Entries for bounding box labeling

* BEGIN *

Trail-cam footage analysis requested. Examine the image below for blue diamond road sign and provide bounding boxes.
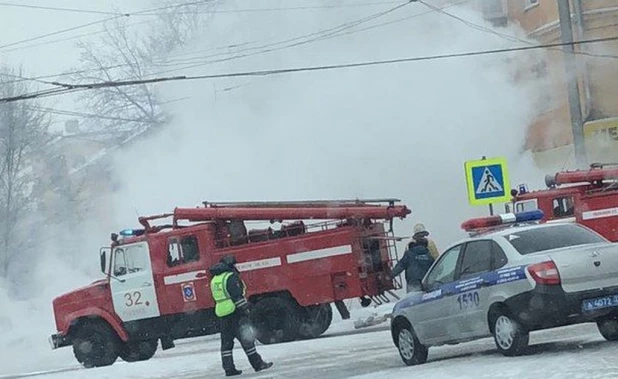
[464,158,511,205]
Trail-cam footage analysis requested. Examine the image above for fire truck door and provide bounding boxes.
[110,242,160,322]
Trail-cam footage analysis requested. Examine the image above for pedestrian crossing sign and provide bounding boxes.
[464,158,511,205]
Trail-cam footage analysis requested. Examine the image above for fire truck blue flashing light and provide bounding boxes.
[518,184,529,195]
[461,209,545,231]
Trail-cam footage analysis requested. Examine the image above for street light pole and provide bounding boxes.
[556,0,587,168]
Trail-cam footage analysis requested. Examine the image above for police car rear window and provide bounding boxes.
[504,224,607,255]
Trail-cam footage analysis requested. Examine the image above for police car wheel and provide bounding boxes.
[492,312,529,356]
[397,326,428,366]
[597,320,618,341]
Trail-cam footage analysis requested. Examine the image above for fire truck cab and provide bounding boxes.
[511,164,618,242]
[50,199,410,367]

* END *

• Stated exercise
How many lines of the items contain the string "police"? Reply with the number alone.

• The output
2